* What you need to do:
1. From the forum thread below about the mason jar, copy out word for word the part that opens with the words containing "## dygger60 (Mar" and closes with "variation to have.....".
2. Answer these questions using the forum thread below about the mason jar:
(a) What color does the first post give for the jar?
(b) According to dygger60, what is usually erased or "pinned out" instead of a single letter?
(c) Which sign does surfaceone say the jar calls to mind?

# Help with odd mason's



## patent1858 (Mar 24, 2011)

Hi, I have had this jar for a while I call it my Christmas T mason jar as it has balls hanging from the end T in patent. its ground lip and the base is marked 1(reversed 4)2 in center. A light green aqua color with a little bit of whittling. Any info would be great. Thank you for looking and let me know what you think.


----------



## patent1858 (Mar 24, 2011)

A little closer picture.its not chipped just has a bubble next to T


----------



## GuntherHess (Mar 24, 2011)

looks like the embosser screwed up and started to do another N maybe then repaired it.


----------



## coreya (Mar 24, 2011)

Thats sure what it looks like, must have been a monday jar (still hung over) and a very poor peen job on top of that. Neat never the less.


----------



## dygger60 (Mar 24, 2011)

I agree with Gunther.....look like a mistake was made by the mold maker and it was corrected....all in all though it is a cool variation to have.....

    Usuallly you see an entire word erased  or "pinned out".....not one letter....nice.

    David

    I am having a friend tumble a dead clear  Masons Patent quart where all the "N" are reversed....


----------



## RED Matthews (Mar 24, 2011)

Well it is a nice example of a glass mold makers mistake.  I like these anomalies of error.  When it is done, they can't just throw the mold away.  Thanks for showing the pictures to us.  RED Matthews


----------



## patent1858 (Mar 24, 2011)

Thanks everyone for looking and the info!


----------



## surfaceone (Mar 25, 2011)

Hey Christopher,

 Nice crude example, sir. 
	

	
	
		
		

		
		
	


	




 Puts me in mind of the pawnbrokers sign.  
	

	
	
		
		

		
		
	


	




 But with poor math skills.


----------

* Listing:
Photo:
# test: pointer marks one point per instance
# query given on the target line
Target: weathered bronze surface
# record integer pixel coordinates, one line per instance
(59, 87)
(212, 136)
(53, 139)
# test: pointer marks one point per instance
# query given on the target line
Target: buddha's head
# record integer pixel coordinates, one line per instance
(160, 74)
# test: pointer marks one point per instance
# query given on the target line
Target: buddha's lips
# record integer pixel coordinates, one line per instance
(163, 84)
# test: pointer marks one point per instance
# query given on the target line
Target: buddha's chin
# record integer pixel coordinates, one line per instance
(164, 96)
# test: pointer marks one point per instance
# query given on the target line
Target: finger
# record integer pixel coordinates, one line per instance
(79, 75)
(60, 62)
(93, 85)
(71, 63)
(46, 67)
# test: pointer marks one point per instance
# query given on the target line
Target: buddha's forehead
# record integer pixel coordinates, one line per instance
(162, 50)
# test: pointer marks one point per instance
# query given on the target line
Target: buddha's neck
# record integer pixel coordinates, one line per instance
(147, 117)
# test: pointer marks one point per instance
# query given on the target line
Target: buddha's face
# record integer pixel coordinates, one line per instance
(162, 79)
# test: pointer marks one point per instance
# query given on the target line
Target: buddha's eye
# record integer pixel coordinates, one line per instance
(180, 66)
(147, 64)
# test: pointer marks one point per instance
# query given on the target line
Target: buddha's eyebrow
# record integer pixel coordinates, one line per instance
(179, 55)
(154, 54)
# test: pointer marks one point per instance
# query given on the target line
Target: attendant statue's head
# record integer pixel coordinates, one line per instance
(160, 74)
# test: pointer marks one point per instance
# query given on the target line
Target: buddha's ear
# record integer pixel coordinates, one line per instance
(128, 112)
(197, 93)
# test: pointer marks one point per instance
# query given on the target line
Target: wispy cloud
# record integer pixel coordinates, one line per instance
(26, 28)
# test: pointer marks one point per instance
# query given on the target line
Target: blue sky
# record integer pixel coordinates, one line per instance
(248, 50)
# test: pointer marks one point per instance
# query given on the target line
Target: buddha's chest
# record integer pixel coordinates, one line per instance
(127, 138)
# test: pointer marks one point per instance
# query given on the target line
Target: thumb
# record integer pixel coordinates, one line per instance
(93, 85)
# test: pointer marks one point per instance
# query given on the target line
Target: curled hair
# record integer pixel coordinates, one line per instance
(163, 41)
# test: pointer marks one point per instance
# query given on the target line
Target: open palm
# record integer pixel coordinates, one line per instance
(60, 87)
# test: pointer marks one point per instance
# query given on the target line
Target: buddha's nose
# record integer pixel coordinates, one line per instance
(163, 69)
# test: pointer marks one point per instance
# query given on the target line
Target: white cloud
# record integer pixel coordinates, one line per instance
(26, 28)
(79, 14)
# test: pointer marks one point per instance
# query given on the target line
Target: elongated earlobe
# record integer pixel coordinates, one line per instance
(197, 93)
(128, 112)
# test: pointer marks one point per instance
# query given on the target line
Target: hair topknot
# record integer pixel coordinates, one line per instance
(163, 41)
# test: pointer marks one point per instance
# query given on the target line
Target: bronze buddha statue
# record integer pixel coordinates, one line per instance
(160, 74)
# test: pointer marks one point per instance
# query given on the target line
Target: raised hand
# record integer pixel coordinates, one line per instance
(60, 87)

---

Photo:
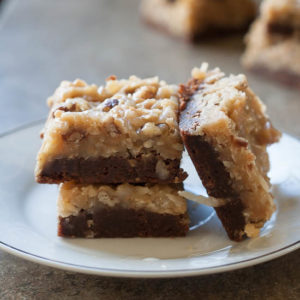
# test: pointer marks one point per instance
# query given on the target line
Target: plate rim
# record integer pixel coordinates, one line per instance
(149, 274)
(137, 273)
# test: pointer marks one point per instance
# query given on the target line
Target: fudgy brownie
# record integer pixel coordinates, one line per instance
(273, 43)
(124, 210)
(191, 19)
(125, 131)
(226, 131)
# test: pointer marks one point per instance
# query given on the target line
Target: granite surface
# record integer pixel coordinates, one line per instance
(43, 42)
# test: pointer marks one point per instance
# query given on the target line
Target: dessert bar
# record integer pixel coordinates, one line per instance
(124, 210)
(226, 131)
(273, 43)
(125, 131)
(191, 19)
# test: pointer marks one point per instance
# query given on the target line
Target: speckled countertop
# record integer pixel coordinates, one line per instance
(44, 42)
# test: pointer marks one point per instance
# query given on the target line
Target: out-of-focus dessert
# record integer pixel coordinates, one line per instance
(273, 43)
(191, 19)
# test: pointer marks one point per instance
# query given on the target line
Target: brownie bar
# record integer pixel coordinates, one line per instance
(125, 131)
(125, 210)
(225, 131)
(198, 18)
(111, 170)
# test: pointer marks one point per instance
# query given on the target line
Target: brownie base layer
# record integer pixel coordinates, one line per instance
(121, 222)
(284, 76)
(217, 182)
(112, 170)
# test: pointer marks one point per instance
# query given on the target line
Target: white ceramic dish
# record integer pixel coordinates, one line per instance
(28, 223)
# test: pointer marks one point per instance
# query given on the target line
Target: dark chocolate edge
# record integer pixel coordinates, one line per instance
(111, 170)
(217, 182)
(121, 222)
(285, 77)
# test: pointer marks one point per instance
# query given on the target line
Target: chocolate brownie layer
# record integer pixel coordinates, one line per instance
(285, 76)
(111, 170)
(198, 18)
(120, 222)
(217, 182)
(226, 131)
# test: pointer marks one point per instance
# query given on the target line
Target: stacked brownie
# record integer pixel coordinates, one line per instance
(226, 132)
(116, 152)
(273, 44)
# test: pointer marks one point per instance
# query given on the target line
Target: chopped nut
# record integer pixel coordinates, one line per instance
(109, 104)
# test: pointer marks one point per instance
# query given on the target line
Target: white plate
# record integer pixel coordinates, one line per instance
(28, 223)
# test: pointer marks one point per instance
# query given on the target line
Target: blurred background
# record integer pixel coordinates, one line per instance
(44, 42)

* The solutions:
1.
## dygger60 (Mar 24, 2011)

I agree with Gunther.....look like a mistake was made by the mold maker and it was corrected....all in all though it is a cool variation to have.....

2.
(a) A light green aqua color.
(b) An entire word.
(c) The pawnbrokers sign.